The problem
Render the records as a JSON list of strings, starting at the line that contains "[locate] the bed (one" and ending at the line that contains "x=622, y=165", with both of those lines included. Give one string per line, and leave out any blank lines.
——————————
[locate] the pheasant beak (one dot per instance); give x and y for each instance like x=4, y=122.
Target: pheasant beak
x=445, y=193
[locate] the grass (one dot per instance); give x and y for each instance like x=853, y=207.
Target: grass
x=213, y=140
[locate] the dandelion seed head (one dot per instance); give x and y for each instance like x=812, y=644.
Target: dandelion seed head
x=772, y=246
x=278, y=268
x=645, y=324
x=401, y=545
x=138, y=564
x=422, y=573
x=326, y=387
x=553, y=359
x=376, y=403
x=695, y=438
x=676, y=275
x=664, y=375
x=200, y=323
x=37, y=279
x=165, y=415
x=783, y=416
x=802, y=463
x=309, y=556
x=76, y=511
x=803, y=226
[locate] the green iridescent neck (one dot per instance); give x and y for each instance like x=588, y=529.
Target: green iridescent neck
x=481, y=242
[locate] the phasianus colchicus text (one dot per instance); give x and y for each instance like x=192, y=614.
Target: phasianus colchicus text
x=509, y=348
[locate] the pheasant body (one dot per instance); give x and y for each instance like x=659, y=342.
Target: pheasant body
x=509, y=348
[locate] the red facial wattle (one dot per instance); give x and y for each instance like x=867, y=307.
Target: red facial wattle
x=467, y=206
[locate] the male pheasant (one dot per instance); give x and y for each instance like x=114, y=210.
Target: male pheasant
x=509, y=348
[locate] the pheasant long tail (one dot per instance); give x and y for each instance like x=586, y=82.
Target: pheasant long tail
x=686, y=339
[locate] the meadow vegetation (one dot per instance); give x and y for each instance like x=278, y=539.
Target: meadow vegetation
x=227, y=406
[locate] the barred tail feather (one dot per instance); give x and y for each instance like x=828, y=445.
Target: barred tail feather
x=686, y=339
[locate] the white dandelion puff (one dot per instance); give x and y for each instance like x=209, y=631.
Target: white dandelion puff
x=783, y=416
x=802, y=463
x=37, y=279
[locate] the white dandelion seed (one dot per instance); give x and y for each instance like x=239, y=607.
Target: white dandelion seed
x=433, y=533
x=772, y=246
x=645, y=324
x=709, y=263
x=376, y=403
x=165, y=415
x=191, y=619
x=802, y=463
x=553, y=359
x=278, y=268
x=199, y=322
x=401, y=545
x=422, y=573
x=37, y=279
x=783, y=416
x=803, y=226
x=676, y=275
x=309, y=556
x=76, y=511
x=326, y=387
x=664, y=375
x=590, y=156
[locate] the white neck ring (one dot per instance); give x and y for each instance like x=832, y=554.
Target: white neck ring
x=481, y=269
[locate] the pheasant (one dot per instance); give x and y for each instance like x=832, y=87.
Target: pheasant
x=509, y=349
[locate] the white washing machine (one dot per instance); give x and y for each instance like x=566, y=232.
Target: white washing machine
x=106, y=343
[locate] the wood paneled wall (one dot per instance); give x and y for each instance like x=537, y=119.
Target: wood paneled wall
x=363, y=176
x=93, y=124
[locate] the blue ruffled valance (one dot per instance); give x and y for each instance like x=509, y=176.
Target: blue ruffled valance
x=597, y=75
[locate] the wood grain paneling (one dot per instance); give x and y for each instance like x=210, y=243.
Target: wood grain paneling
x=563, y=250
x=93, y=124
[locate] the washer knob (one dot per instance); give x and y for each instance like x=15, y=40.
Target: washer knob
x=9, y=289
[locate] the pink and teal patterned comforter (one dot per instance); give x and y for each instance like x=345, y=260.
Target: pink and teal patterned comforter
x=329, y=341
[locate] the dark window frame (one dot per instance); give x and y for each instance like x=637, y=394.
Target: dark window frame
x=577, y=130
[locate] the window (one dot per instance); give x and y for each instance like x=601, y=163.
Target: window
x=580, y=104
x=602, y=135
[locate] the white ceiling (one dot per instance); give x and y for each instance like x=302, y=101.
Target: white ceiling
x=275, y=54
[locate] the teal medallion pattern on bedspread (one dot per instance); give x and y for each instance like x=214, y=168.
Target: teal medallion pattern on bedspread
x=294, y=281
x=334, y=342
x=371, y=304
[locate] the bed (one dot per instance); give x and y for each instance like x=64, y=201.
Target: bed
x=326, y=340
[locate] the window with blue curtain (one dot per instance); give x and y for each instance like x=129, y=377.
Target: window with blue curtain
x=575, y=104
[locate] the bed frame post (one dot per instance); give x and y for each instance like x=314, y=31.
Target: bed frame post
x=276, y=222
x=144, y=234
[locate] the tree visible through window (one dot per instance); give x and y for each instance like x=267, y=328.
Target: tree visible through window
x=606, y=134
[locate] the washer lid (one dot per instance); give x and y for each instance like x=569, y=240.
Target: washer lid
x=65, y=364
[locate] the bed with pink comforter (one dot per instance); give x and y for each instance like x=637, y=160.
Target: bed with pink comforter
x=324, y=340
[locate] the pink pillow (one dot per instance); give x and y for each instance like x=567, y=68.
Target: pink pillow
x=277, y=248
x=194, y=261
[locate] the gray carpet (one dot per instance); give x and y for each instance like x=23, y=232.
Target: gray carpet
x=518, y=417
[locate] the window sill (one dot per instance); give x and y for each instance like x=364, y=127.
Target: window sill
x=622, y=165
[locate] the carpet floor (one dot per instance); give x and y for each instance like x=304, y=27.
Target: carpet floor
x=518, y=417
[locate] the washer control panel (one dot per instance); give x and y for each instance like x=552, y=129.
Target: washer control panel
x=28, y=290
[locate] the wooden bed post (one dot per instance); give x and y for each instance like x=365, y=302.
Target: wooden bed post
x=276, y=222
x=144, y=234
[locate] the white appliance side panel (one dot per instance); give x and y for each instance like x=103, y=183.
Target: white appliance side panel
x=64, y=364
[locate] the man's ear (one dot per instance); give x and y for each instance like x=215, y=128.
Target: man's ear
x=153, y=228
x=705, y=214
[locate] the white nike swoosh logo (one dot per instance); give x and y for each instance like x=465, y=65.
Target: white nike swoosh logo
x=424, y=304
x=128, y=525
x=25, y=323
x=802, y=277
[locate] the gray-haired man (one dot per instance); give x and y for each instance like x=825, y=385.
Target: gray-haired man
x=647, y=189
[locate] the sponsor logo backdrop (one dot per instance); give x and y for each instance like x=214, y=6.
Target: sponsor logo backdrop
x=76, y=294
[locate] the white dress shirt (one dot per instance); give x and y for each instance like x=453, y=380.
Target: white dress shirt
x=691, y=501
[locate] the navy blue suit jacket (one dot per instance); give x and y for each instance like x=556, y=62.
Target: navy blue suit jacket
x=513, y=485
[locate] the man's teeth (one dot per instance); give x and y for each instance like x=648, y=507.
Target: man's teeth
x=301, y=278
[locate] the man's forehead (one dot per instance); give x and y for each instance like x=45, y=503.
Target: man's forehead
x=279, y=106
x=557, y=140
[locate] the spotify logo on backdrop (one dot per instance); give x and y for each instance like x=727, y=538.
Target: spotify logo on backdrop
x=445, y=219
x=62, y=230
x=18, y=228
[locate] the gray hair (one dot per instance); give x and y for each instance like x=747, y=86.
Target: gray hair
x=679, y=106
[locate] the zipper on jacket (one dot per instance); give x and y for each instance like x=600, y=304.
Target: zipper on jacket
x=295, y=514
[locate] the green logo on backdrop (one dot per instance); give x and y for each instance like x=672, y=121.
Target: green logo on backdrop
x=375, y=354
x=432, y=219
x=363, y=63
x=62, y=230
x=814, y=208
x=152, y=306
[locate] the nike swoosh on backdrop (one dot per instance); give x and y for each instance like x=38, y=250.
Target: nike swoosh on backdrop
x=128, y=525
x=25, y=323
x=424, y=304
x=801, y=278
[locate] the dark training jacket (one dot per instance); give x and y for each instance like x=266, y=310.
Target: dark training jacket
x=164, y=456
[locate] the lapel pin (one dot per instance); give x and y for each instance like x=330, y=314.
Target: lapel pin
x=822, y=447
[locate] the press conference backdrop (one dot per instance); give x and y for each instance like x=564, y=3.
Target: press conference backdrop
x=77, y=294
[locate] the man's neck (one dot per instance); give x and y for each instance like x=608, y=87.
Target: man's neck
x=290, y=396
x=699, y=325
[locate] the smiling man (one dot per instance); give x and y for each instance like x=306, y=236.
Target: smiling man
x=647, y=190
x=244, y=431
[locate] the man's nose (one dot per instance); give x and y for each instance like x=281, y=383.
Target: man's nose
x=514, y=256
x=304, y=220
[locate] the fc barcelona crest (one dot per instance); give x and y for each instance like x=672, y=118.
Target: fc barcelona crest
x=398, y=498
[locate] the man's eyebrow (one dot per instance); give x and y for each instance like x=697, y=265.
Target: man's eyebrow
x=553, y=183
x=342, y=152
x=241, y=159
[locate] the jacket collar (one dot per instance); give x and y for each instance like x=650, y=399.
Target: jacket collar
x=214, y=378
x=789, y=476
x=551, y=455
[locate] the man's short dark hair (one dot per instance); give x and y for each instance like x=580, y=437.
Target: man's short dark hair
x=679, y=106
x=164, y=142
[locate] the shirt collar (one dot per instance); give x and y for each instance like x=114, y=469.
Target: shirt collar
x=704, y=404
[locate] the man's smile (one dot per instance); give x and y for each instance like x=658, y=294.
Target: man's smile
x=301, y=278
——————————
Exercise answer
[
  "[locate] the bed (one dot per instance); give x and y for each instance like x=64, y=201.",
  "Target: bed",
  "x=326, y=340",
  "[locate] the window with blue curtain (one dot per instance); give x and y for each instance like x=129, y=377.",
  "Target: window with blue curtain",
  "x=575, y=104",
  "[locate] the bed frame post (one dot per instance); give x and y for each instance like x=314, y=31.",
  "Target: bed frame post",
  "x=276, y=222",
  "x=144, y=234",
  "[locate] the tree visible through window (one dot per instance); give x and y for each instance like x=267, y=328.",
  "Target: tree visible through window",
  "x=606, y=134",
  "[locate] the washer lid (one dot per instance); give x and y for each instance like x=569, y=240.",
  "Target: washer lid",
  "x=65, y=364",
  "[locate] the bed with pink comforter (one dot per instance); give x and y for each instance like x=637, y=160.",
  "Target: bed with pink comforter",
  "x=324, y=340",
  "[locate] the pink pillow (one dot per instance); give x and y for each instance like x=567, y=68.",
  "Target: pink pillow",
  "x=277, y=248",
  "x=194, y=261",
  "[locate] the gray carpet (one dot per instance); give x and y for each instance like x=23, y=232.",
  "Target: gray carpet",
  "x=518, y=417",
  "[locate] the window sill (one dot per instance); give x and y for each instance like x=364, y=127.",
  "Target: window sill",
  "x=622, y=165"
]